- **Source**:
Same thing happend to me , I had to move my pile to the back yard. I guess the part that makes me mad is if the guy would have asked I have some stuff that I burn in a outside firepit I would have given him, He was taking my good oak and cherry


----------



## mayhem (Nov 30, 2010)

First of all, make sure your property is posted for no trespassing.

I would definitely go toalk with him and make sure he knows that you know about the other theft.  Don't threaten him, don't imply that you'll do him harm or anything else foolish...simply have a nice conversation with him and make sure he knows that his past thefts are common knowledge.  

Do not plant a booby trap in your wood pile...you're liable if someone comes to grief over it.  

Do setup a deer cam or other item like that so you cna catch him in the act if he does actually take some wood.  If he does, call the cops and let them scare the living crap out of him by showing up at his door.


----------



## Wood Duck (Nov 30, 2010)

I would verify the theft before talking to him. First I would verify the theft from your other neighbor. Are you sure that the scumbag guy next door actually stole firewood from the other neighbor? How does your other neighbor know the alleged scumbag stole firewood? A game camera would help - it could provide proof if a theft occurs, and it can be fun anyhow to take pics of game.

I wouldn't go over and start making accusations if you don't have proof.


----------



## 3fordasho (Nov 30, 2010)

jstellfox said:
			
		

> I have a scumbag neighbor who lives between myself and another guy who burns wood.    What can be done about this other than pulling the punk out of his house and pounding him?  Anyone else have experience with someone stealing their wood?




I've got some neighbors that moved in about 5-6 years ago.  They say first impressions can be very accurate and I should have listened to them. (First impression was they party too much, their dog craps on my yard, and they don't know how to maintain a property).  After about 6 months they invite us over to a wine tasting party.... long story short my wife becomes good friends with his wife.  So we start to hang out a bit, have em over for a beer at the firepit or barbeque and vise versa.  Now I'm a mechanically inclined type who knows how to fix stuff (house stuff/car stuff) and he is the exact opposite.  So being the good neighbor I offer to help out with a few things.  After a few years of "helping out" I start to realize that maybe I'm being taken advantage of, ie they always seem to have money to party and go to concerts or the bar, but never any to repair things around the house or properly fix the cars.  oh well, they're still good friends so we over look that short coming.

- **Material**:

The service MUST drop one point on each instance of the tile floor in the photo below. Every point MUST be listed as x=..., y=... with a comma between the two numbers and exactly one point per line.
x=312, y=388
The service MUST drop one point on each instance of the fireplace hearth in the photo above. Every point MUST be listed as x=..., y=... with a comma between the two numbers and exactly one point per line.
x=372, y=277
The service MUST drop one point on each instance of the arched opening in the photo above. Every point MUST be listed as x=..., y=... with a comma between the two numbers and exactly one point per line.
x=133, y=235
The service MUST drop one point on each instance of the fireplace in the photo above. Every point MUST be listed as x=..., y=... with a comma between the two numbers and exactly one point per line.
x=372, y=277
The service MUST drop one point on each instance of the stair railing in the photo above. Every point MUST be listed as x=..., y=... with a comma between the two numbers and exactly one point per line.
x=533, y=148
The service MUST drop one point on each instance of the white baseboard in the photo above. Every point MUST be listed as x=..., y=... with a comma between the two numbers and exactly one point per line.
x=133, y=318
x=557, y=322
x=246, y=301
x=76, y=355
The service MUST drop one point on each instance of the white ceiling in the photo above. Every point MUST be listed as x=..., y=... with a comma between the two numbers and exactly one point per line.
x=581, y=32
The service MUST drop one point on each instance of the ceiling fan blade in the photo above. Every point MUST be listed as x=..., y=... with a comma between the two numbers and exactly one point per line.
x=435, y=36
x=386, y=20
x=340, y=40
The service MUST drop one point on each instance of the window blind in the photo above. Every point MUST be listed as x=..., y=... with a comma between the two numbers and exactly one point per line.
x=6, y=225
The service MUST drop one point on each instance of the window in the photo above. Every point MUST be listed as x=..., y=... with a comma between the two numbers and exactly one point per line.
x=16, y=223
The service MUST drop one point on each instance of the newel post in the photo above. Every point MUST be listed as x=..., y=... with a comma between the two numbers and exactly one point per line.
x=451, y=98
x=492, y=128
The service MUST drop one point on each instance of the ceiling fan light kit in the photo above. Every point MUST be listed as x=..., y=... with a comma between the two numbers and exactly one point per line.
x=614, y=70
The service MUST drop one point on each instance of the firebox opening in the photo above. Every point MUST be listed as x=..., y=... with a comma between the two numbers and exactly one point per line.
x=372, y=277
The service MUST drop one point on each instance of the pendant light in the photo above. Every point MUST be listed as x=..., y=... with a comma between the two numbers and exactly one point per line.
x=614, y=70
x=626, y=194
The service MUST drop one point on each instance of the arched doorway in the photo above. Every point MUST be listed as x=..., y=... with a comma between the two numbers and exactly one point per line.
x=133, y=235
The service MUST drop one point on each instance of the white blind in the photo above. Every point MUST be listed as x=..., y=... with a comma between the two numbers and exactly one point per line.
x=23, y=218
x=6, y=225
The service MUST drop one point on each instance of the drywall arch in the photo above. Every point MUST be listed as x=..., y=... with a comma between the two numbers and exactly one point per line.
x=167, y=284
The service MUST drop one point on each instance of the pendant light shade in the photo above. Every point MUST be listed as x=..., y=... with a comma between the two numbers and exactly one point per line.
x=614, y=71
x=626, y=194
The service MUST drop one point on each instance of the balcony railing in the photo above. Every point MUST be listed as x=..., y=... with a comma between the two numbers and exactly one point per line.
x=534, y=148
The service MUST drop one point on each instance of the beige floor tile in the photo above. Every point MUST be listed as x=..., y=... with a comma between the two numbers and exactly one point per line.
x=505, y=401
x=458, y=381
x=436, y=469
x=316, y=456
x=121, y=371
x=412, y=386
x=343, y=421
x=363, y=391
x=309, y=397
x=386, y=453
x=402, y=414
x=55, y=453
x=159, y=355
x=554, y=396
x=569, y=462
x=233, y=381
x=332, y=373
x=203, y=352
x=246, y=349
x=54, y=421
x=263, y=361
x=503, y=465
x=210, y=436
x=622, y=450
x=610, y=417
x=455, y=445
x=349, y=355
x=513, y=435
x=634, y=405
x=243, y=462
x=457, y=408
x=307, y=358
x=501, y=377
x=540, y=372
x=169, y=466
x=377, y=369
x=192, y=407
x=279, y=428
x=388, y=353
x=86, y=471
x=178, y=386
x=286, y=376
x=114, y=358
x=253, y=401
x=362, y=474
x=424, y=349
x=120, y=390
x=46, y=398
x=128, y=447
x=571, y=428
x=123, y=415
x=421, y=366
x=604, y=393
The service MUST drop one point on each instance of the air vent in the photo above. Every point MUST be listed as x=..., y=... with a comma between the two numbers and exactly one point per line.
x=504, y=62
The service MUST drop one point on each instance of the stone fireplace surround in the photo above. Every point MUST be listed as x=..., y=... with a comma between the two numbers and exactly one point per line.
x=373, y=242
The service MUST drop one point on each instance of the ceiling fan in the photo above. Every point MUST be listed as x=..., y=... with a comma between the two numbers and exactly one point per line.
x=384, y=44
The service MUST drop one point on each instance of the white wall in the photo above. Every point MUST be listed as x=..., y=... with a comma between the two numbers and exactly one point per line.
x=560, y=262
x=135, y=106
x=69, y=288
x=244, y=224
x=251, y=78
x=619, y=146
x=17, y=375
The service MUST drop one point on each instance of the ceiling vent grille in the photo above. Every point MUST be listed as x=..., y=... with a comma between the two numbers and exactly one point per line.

- **To do**:
1) In the firewood thread, rewrite the paragraph beginning "I would verify the theft before talking to him" as a short list that keeps its main facts.
2) For each statement, say whether it agrees with the firewood thread, answering yes or no and quoting the deciding words:
(a) The poster mayhem recommends setting a booby trap in the wood pile.
(b) The poster Wood Duck says a game camera can be fun for taking pictures of game.
(c) The neighbors described by 3fordasho moved in about ten years ago.
3) Reproduce the part of the firewood thread starting with "Same thing happend" and going on through "for no trespassing.".

- **Results for the exercise**:
1)
- Confirm the theft before speaking with the neighbor.
- Start by confirming the theft from the other neighbor: is it certain the neighbor next door stole firewood from him, and how does the other neighbor know?
- A game camera would help. It could provide proof if a theft occurs, and it can also be fun for taking pictures of game.

2)
(a) No: "Do not plant a booby trap in your wood pile"
(b) Yes: "it can be fun anyhow to take pics of game."
(c) No: "I've got some neighbors that moved in about 5-6 years ago."

3)
Same thing happend to me , I had to move my pile to the back yard. I guess the part that makes me mad is if the guy would have asked I have some stuff that I burn in a outside firepit I would have given him, He was taking my good oak and cherry


----------



## mayhem (Nov 30, 2010)

First of all, make sure your property is posted for no trespassing.